▸ Extracted text
◇ ◇ ◇ ◇ ◇
Last month, I reviewed Freakonomics by Stephen J. Dubner and Steven Levitt and learned how to view the world from a new perspective, critically analysing outcomes and the rationale leading to them. This led me to further discover the relatively new branch of economics aptly named behavioural economics. In classical economics, a core assumption also built into economic models is that economic agents behave rationally. Producers wish to maximise their profits and consumers wish to maximise their utility – their total satisfaction gained from consuming a good or service. Behavioural economics is a blend of psychology and economics, considering external social and cognitive influences in decision making.

A fundamental theory in behavioural economics is prospect theory, devised by Daniel Kahneman and Amos Tversky in their 1979 book, ‘Prospect Theory: An Analysis of Decision under Risk.’ It builds off utility theory in classical economics, in which economic agents choose the outcome that maximises their utility. Kahneman and Tversky’s work show that influences, such as loss aversion, mean that consumers do not always pick the utility maximising option. Loss aversion is the idea that deals with the psychology of losses and gains. We tend to be affected more by losses compared to gaining the same amount, based on a specific reference point. For example, you are given two options:

Option A: 50% chance of gaining £10,000 and a 50% chance of gaining £0

Option B: 100% chance of gaining £5,000

Prospect theory states that we are more likely to choose the second option. This is because we are risk averse, and so will prefer with certainty to gain £5,000 as opposed to taking the chance on an even higher reward at the cost of gaining nothing. However, what happens if we slightly change the potential outcomes?
◇ ◇ ◇ ◇ ◇
▸ Tasks to perform
a) Rewrite the behavioral economics passage between "Prospect theory states" and "the potential outcomes?", inclusive, swapping "certainty" for "confidence".
b) Continue the behavioral economics passage from where it stops.

▸ Records shown
◇ ◇ ◇ ◇ ◇
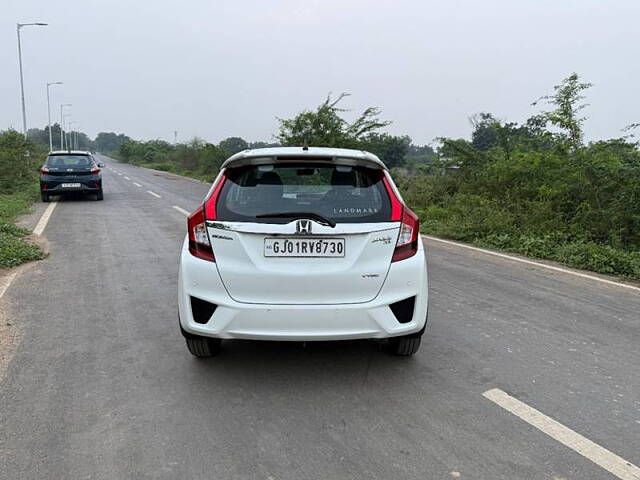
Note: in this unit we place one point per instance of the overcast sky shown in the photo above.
◇ ◇ ◇ ◇ ◇
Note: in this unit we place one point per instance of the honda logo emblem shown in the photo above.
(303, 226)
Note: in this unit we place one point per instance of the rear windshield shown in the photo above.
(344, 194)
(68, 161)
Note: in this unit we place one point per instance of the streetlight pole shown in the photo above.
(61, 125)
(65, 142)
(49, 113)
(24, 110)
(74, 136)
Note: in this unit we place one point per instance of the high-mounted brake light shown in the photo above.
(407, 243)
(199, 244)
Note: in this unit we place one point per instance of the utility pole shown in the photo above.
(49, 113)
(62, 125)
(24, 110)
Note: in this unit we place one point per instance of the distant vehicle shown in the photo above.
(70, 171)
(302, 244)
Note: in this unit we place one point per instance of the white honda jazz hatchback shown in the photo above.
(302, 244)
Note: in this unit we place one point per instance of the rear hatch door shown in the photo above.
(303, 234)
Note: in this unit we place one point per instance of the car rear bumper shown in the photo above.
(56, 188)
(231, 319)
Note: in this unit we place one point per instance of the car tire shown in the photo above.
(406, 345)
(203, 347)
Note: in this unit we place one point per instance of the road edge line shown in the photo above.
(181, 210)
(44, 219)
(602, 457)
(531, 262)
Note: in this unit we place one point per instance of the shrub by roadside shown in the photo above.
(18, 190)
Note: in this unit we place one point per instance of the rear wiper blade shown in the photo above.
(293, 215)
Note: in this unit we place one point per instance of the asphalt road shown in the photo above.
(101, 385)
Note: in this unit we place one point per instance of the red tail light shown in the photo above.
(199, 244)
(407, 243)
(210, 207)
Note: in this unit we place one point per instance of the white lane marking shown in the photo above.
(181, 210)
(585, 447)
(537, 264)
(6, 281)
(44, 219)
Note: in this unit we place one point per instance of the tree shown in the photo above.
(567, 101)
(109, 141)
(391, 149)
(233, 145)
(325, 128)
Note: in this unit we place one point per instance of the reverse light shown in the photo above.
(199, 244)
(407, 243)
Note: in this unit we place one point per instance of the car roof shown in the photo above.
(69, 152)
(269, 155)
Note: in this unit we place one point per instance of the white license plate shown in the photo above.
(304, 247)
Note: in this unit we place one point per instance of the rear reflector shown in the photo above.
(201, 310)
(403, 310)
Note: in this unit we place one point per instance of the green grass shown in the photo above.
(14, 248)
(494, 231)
◇ ◇ ◇ ◇ ◇
▸ Results of the exercise
a)
Prospect theory states that we are more likely to choose the second option. This is because we are risk averse, and so will prefer with confidence to gain £5,000 as opposed to taking the chance on an even higher reward at the cost of gaining nothing. However, what happens if we slightly change the potential outcomes?

b)
Option A: 50% chance of losing £10,000 and 50% chance of losing £0

Option B: 100% chance of losing £5,000

This time, it is predicted that you will choose option A. What has changed in this scenario is that we have become more risk seeking, relying on the probability of not losing any money at all than losing the same amount that we would have gained earlier. This is the idea of loss aversion, and can be viewed graphically, as shown.

The graph suggests that there is a greater negative value placed on an increase in losses, as opposed to a smaller positive value gain when faced with the same increase in gains.

This graph can be applied to a final example, in which the expected outcome is the same, yet there is a deviation in our option preference. In a famous experiment conducted by Kahneman and Tversky, they gave two groups of participants two options based on the given scenario:

It is expected that a disease is going to kill 600 people.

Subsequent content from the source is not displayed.